§ **TASK DETAILS**:
Search the material for the word "below" and copy every line in which it occurs.

§ **DATA SUPPLIED**:
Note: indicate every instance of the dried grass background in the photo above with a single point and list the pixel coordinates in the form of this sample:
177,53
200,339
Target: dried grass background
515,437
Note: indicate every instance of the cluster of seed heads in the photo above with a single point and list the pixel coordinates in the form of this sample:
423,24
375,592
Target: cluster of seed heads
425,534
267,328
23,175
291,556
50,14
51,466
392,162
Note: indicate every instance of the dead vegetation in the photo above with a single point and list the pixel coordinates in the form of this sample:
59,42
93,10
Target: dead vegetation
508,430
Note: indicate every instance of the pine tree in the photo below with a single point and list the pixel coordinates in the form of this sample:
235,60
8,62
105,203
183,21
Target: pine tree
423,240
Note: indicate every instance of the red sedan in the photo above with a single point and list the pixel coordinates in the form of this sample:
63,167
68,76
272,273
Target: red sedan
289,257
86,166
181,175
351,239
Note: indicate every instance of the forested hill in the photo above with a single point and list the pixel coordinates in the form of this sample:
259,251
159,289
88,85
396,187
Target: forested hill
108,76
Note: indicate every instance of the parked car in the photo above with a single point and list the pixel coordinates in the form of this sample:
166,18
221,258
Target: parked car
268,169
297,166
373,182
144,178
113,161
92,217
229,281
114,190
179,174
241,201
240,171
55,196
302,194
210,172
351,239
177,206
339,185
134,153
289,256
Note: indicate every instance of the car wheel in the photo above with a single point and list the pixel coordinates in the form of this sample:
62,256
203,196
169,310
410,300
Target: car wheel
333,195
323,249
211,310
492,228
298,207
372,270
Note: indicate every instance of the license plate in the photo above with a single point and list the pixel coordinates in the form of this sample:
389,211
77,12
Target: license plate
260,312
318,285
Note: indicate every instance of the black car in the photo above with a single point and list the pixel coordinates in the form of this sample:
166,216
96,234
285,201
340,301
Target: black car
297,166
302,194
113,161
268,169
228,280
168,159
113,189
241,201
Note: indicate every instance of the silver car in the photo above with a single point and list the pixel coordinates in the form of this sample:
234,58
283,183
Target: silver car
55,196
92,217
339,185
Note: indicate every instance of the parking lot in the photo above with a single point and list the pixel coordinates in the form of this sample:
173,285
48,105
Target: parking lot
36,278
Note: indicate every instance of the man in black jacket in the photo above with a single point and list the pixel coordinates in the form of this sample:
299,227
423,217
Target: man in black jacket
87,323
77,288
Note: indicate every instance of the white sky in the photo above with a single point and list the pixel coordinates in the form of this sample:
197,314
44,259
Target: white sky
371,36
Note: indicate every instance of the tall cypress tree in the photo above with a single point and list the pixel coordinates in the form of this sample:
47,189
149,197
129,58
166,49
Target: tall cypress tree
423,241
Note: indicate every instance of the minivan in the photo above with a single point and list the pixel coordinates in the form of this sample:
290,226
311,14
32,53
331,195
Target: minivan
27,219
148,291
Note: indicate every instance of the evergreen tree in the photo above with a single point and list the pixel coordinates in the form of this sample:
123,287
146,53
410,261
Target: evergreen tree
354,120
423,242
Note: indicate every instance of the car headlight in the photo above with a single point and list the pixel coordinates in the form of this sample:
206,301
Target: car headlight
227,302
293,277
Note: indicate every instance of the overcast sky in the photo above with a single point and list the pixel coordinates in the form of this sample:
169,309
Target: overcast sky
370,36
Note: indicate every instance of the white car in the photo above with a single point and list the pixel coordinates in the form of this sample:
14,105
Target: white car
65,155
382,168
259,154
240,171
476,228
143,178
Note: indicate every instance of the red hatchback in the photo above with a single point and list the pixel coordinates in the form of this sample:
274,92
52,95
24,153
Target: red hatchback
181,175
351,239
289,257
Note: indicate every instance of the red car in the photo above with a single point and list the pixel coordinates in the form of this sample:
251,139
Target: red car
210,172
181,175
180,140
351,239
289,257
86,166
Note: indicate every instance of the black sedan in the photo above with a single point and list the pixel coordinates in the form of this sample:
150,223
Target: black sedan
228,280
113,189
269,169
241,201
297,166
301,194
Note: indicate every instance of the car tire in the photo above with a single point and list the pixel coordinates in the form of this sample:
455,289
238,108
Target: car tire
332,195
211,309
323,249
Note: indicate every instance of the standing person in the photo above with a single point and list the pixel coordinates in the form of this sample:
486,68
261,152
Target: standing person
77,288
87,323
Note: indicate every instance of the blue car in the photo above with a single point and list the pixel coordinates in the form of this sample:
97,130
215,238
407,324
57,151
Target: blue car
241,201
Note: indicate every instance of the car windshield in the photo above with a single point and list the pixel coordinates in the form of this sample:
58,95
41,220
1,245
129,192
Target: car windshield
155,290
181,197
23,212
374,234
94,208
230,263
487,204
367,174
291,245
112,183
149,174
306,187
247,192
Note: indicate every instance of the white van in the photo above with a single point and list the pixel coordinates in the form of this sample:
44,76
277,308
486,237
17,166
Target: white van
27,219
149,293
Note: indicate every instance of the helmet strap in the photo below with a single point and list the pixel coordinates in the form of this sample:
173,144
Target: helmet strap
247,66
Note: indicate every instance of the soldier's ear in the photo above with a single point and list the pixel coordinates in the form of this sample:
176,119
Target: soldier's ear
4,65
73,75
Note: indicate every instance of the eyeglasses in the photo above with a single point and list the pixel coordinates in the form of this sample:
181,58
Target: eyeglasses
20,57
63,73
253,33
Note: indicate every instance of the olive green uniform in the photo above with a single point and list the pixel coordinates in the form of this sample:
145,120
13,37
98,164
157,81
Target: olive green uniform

§ **TASK OUTPUT**:
Note: indicate every instance of the pine tree in the photo below with a single point and list the pixel coordinates in the form of this sample:
Note: indicate every instance of the helmet strap in the photo below with a single point and list the pixel coordinates in the form of this sample:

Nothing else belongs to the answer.